--- START DATA PROVIDED ---
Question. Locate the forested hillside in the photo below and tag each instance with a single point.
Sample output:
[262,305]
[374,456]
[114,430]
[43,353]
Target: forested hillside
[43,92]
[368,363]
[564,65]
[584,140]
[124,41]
--- END DATA PROVIDED ---
§ EXERCISE: Write out all of the records above exactly as they appear.

§ SOLUTION TO THIS TASK:
Question. Locate the forested hillside in the photo below and tag each instance with a single point.
Sample output:
[262,305]
[374,456]
[114,430]
[43,353]
Target: forested hillside
[43,92]
[368,363]
[564,65]
[584,140]
[124,41]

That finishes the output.